** Problem **
Beneath this task are records; print exactly the stretch of them from the line with "each like (668,79)." through the line with "each like (515,152).", both ends included.

☆ ☆ ☆ ☆ ☆

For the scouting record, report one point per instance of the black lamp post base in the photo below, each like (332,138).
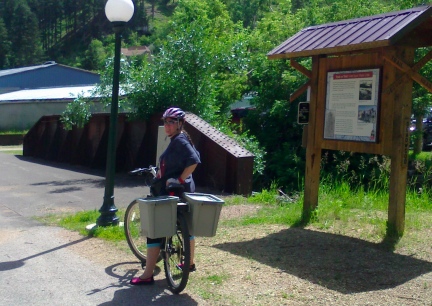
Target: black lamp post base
(108,218)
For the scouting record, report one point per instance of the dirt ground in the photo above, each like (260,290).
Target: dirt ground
(276,265)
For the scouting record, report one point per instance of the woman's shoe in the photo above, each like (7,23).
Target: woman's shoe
(192,268)
(138,281)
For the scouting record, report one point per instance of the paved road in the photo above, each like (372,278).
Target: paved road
(37,264)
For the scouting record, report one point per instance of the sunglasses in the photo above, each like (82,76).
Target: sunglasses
(169,122)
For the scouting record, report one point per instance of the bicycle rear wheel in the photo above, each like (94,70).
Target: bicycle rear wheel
(177,256)
(132,227)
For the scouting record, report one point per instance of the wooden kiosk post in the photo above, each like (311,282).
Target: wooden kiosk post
(361,93)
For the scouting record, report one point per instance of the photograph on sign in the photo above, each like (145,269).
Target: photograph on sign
(352,105)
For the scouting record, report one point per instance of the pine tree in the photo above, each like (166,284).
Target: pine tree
(4,45)
(24,35)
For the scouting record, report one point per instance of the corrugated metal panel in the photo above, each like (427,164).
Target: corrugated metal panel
(61,93)
(355,34)
(229,144)
(24,69)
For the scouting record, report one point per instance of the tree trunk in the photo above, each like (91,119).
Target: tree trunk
(418,139)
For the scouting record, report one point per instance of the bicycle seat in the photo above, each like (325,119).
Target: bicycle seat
(176,189)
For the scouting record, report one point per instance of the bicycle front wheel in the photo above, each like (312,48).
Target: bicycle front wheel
(177,256)
(132,227)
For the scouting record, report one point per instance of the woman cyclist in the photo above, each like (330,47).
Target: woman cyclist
(176,165)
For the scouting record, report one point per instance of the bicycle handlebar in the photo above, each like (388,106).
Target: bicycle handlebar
(140,171)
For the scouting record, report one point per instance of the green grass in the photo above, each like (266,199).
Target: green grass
(79,221)
(339,210)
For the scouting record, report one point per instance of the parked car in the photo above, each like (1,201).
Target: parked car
(427,131)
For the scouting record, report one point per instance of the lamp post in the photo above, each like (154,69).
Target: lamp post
(119,12)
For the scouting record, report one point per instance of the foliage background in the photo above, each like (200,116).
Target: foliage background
(205,55)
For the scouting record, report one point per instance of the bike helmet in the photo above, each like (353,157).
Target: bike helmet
(174,112)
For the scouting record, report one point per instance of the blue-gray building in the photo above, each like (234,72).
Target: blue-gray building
(28,93)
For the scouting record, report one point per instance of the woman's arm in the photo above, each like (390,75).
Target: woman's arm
(186,172)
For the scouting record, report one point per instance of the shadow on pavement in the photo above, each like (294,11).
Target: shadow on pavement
(10,265)
(156,294)
(340,263)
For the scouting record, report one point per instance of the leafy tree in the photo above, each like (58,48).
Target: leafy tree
(94,56)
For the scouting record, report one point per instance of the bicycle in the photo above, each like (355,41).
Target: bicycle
(175,250)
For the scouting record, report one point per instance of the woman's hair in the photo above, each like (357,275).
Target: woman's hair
(188,136)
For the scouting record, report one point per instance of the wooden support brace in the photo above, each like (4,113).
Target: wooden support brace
(299,91)
(410,72)
(306,72)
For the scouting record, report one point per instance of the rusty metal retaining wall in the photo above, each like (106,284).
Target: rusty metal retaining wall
(225,165)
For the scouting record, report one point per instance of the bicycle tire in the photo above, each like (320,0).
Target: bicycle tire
(177,251)
(132,227)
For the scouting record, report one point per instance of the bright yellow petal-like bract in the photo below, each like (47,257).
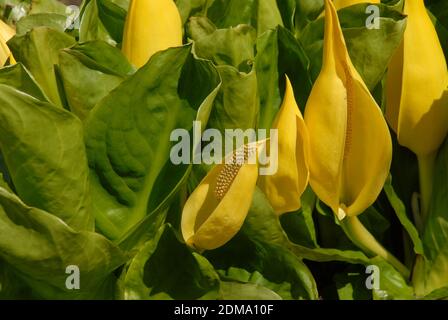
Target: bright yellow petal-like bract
(151,26)
(350,144)
(6,33)
(339,4)
(417,100)
(284,188)
(217,208)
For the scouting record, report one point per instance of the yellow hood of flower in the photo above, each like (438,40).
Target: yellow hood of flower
(217,208)
(6,33)
(350,144)
(417,100)
(151,26)
(284,188)
(339,4)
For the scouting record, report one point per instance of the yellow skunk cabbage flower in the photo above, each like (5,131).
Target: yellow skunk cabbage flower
(217,208)
(417,79)
(284,188)
(417,96)
(151,26)
(339,4)
(6,33)
(350,144)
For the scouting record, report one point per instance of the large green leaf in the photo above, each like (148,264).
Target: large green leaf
(18,77)
(370,49)
(128,135)
(232,50)
(91,27)
(400,211)
(256,248)
(44,151)
(51,20)
(262,15)
(89,71)
(165,268)
(38,50)
(299,225)
(39,247)
(47,6)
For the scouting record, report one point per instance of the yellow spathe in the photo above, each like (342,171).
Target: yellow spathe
(151,26)
(350,144)
(285,187)
(6,33)
(217,208)
(417,101)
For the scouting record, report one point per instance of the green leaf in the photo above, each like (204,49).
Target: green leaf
(255,280)
(11,286)
(128,136)
(246,291)
(351,286)
(44,152)
(191,8)
(47,6)
(438,294)
(262,15)
(39,247)
(231,47)
(232,50)
(85,66)
(400,211)
(50,20)
(91,27)
(370,49)
(280,46)
(165,268)
(113,18)
(258,248)
(38,50)
(435,235)
(299,226)
(18,77)
(392,284)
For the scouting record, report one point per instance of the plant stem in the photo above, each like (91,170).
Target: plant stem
(361,237)
(426,172)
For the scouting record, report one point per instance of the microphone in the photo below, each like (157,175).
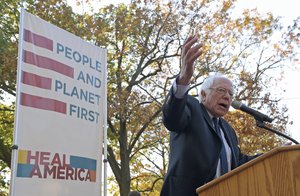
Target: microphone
(256,114)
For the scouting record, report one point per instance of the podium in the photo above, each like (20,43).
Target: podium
(276,172)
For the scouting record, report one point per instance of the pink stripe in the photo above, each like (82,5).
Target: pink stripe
(47,63)
(38,40)
(36,80)
(43,103)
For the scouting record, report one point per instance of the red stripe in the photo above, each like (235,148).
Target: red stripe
(43,103)
(47,63)
(38,40)
(36,80)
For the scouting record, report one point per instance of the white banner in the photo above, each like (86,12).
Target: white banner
(61,112)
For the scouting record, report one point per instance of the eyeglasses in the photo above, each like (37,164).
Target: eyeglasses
(223,91)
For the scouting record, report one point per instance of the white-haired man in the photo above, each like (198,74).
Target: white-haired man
(203,146)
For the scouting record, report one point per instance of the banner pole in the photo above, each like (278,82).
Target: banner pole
(105,130)
(16,126)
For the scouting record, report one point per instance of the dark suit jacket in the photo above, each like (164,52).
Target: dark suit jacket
(194,146)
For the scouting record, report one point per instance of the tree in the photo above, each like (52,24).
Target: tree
(144,40)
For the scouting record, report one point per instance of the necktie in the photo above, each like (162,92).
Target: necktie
(223,157)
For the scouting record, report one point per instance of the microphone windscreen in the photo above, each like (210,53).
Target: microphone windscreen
(236,104)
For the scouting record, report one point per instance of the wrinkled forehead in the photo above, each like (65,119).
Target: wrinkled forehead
(224,83)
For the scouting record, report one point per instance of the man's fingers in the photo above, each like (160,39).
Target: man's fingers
(191,40)
(192,54)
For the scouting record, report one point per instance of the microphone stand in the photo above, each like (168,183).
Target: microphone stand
(261,124)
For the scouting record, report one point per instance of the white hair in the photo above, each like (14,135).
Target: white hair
(208,83)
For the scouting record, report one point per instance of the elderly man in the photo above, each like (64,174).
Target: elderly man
(203,146)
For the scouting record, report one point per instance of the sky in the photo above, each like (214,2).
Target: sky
(288,10)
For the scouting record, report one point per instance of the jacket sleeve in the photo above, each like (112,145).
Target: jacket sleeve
(176,113)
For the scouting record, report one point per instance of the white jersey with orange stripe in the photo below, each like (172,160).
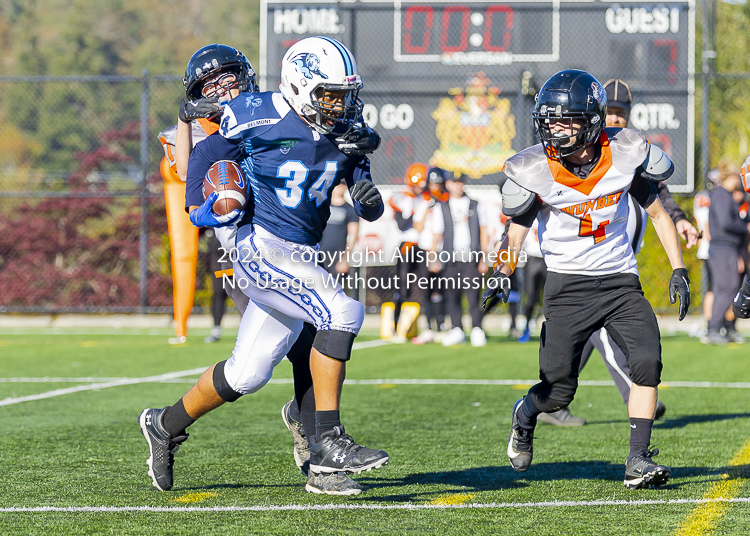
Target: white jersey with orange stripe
(583,222)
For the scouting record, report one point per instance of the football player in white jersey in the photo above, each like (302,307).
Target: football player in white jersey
(575,183)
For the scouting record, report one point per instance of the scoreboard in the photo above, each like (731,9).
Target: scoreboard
(453,83)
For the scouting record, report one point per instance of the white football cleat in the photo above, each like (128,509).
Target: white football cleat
(454,337)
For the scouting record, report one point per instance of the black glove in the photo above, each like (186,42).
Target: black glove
(741,306)
(679,285)
(365,192)
(205,108)
(360,141)
(498,283)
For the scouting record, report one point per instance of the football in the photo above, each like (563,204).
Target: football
(225,177)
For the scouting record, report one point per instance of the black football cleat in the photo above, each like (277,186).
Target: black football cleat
(331,484)
(337,452)
(661,409)
(520,443)
(641,472)
(301,445)
(161,447)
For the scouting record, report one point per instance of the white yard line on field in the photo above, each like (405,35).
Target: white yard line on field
(101,385)
(104,383)
(350,506)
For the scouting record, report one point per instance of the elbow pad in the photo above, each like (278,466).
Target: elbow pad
(516,200)
(657,166)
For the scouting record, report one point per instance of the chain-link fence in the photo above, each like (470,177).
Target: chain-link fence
(81,203)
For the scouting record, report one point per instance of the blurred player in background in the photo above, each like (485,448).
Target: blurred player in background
(575,183)
(215,75)
(460,232)
(218,294)
(701,204)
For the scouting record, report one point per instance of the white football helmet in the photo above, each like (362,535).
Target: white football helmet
(311,68)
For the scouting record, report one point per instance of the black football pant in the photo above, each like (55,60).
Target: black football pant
(299,357)
(614,360)
(575,307)
(405,265)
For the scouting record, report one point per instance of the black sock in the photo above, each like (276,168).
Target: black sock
(176,419)
(527,416)
(326,421)
(640,436)
(294,410)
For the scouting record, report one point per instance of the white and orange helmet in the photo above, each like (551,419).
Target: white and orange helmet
(313,66)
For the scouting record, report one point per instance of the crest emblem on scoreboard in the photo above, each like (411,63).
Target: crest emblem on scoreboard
(475,129)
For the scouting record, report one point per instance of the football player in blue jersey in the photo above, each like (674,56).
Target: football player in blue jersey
(293,147)
(214,75)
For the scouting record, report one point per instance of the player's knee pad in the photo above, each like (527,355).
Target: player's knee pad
(335,344)
(347,313)
(251,376)
(646,372)
(223,389)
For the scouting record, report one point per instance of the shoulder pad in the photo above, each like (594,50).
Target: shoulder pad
(516,200)
(657,166)
(251,114)
(628,146)
(168,138)
(530,170)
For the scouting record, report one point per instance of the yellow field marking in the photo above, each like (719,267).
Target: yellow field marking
(704,517)
(195,497)
(452,499)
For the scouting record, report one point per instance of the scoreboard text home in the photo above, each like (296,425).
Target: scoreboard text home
(453,83)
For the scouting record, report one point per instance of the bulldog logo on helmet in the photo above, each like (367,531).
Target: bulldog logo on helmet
(308,64)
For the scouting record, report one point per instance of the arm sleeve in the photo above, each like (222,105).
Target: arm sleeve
(527,218)
(205,153)
(643,191)
(351,216)
(404,224)
(669,204)
(361,172)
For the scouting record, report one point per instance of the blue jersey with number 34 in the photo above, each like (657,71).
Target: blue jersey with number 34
(291,168)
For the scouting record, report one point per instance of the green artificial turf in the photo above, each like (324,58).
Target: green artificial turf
(446,442)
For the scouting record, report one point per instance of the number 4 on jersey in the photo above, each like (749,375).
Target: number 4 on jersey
(587,229)
(296,174)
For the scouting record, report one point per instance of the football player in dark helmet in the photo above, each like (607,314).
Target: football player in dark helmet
(577,183)
(570,112)
(216,74)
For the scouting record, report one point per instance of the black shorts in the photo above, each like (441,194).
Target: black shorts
(575,306)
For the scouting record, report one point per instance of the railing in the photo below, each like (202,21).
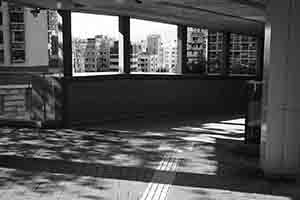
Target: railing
(30,96)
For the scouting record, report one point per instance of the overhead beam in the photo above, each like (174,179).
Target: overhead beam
(250,3)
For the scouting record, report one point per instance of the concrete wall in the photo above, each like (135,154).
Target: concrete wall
(96,101)
(13,101)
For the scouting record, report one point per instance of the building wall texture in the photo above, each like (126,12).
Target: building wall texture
(96,101)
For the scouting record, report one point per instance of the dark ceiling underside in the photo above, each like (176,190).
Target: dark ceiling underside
(243,16)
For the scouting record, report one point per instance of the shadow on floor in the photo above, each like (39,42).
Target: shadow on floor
(211,154)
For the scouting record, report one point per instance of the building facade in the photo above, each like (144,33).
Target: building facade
(153,44)
(23,36)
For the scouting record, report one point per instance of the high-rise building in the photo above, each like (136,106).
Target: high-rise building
(114,57)
(196,44)
(143,61)
(78,49)
(170,56)
(242,54)
(153,44)
(215,52)
(23,36)
(97,54)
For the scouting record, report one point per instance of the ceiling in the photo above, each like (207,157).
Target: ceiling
(243,16)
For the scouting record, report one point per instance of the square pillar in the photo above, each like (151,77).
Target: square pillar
(124,44)
(280,136)
(182,49)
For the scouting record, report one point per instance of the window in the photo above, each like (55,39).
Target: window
(18,56)
(1,37)
(18,36)
(243,58)
(1,104)
(95,43)
(1,56)
(153,46)
(215,52)
(196,50)
(1,17)
(16,17)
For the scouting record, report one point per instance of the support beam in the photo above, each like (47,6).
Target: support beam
(225,53)
(124,44)
(182,49)
(280,138)
(260,58)
(67,60)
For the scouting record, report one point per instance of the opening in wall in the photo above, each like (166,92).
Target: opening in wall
(154,47)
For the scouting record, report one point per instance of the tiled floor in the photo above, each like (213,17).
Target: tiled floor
(197,158)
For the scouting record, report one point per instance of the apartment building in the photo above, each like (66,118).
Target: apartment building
(242,54)
(196,44)
(23,36)
(97,54)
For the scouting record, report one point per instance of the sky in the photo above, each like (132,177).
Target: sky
(88,25)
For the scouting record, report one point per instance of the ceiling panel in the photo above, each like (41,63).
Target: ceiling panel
(243,16)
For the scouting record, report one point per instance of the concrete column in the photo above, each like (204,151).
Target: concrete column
(182,51)
(280,139)
(67,59)
(124,44)
(225,54)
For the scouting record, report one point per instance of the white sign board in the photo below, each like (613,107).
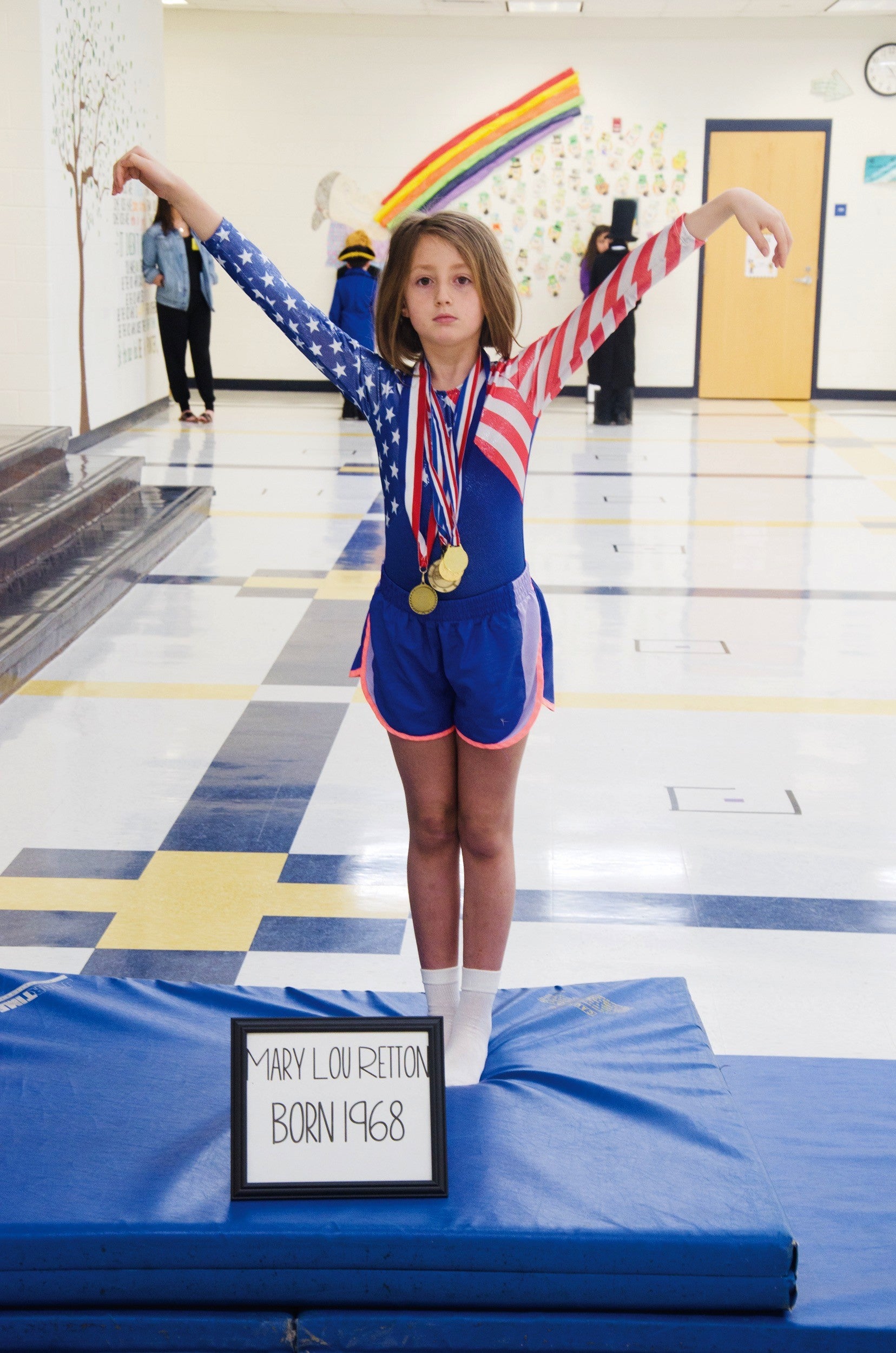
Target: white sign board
(338,1108)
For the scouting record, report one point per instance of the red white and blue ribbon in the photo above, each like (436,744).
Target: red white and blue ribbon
(435,454)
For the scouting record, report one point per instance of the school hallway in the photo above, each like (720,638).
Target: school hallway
(196,791)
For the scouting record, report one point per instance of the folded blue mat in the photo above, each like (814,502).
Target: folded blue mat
(147,1332)
(601,1164)
(825,1130)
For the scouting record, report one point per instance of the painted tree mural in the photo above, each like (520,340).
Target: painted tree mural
(91,121)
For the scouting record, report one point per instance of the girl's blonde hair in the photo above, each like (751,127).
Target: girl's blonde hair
(396,336)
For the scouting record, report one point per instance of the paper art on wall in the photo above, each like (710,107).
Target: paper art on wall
(880,169)
(756,264)
(830,87)
(340,201)
(539,174)
(469,157)
(565,186)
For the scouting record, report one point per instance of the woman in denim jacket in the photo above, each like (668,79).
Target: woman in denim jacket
(185,272)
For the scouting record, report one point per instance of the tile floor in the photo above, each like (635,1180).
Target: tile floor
(194,789)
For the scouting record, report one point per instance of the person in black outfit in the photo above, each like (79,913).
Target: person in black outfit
(612,367)
(179,267)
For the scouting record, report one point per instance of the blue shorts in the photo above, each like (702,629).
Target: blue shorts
(481,666)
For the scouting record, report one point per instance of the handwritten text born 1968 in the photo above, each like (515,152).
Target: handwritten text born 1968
(368,1119)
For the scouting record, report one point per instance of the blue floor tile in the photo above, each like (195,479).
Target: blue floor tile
(330,935)
(794,914)
(343,869)
(366,548)
(322,646)
(255,793)
(61,930)
(79,864)
(168,965)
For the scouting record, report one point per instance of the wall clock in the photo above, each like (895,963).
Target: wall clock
(880,71)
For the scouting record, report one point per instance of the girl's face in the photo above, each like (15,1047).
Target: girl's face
(440,298)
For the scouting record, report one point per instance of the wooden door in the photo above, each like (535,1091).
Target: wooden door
(759,332)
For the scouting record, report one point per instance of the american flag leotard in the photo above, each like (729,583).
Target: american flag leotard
(519,391)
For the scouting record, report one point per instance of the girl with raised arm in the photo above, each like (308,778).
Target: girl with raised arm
(455,656)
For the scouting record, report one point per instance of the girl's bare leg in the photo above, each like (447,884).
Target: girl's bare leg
(486,793)
(430,776)
(460,799)
(486,789)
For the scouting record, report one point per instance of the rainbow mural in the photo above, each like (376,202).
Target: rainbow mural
(469,157)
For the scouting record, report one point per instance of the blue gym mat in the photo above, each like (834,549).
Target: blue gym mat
(826,1130)
(603,1164)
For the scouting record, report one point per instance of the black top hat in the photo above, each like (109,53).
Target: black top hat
(624,214)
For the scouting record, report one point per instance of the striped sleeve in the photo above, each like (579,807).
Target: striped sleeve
(355,371)
(543,369)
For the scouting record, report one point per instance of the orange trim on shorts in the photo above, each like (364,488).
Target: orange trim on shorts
(522,732)
(368,697)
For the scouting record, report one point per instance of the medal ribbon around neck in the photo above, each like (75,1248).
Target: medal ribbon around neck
(433,448)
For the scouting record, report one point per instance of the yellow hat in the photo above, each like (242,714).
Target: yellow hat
(358,245)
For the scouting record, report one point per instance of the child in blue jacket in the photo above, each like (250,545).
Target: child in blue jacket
(352,307)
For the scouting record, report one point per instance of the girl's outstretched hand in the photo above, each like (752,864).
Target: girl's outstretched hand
(753,214)
(756,217)
(139,164)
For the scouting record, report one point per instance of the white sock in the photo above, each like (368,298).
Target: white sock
(440,986)
(469,1048)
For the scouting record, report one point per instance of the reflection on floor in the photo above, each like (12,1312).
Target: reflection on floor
(194,789)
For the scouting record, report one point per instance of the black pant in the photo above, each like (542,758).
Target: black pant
(612,367)
(176,328)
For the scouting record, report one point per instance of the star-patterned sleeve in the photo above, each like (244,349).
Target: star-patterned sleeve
(355,371)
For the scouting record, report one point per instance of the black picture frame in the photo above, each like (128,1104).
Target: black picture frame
(243,1191)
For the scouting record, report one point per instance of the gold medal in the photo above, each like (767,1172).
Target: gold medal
(454,563)
(423,600)
(438,581)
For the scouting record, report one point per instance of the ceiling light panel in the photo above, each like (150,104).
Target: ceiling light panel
(547,7)
(862,7)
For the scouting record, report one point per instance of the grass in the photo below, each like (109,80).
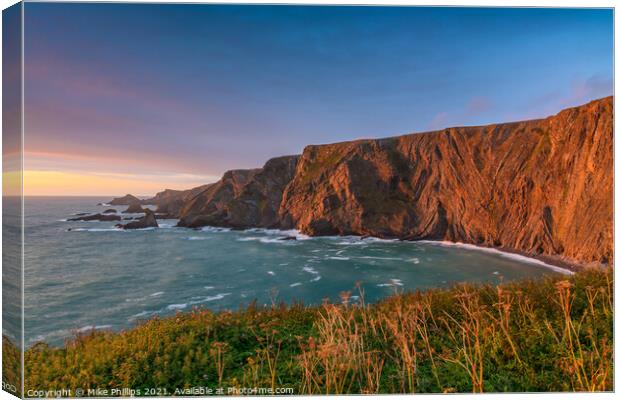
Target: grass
(553,334)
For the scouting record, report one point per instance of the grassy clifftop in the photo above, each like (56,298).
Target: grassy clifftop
(547,335)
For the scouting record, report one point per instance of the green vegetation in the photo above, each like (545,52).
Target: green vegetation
(553,334)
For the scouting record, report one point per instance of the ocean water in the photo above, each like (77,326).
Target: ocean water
(95,276)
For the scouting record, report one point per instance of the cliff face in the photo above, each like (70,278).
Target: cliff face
(242,198)
(171,201)
(542,187)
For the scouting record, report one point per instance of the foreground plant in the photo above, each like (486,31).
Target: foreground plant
(553,334)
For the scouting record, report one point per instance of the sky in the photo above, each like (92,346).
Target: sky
(136,98)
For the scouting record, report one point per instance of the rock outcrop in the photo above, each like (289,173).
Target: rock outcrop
(542,187)
(134,208)
(96,217)
(242,198)
(169,202)
(148,221)
(126,200)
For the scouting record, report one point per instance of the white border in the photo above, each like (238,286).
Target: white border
(481,3)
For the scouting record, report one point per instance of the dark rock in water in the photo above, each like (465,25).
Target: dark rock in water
(287,238)
(148,221)
(134,208)
(243,198)
(96,217)
(126,200)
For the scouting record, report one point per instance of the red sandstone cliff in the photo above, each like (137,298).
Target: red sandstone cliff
(542,187)
(539,187)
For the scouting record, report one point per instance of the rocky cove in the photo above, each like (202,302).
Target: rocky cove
(542,188)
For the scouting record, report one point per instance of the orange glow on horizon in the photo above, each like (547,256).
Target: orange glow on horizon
(57,183)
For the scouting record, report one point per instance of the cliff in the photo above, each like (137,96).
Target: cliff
(242,198)
(541,187)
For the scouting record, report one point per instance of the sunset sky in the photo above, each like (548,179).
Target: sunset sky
(137,98)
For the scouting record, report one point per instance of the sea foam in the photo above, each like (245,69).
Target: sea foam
(505,254)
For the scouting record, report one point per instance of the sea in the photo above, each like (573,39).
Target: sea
(83,276)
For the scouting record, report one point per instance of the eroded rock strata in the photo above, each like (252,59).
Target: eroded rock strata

☆ ☆ ☆ ☆ ☆

** Solution below **
For the scouting record, report one point per instance of the woman in denim jacket in the photo above, each like (668,79).
Target: woman in denim jacket
(185,272)
For the scouting record, report one point per instance of the tile floor in the photo above, each like (635,1180).
Target: tile floor
(194,789)
For the scouting record, report one point per instance of the person in black outfit in the photo above, each like (79,913).
Target: person in black outfit
(612,367)
(179,267)
For the scouting record, report one point per instance of the blue shorts in the photo above, each like (702,629).
Target: blue shorts
(481,666)
For the scouting record, report one point per instance of the handwritten text born 1968 in the photo above, each like (515,152).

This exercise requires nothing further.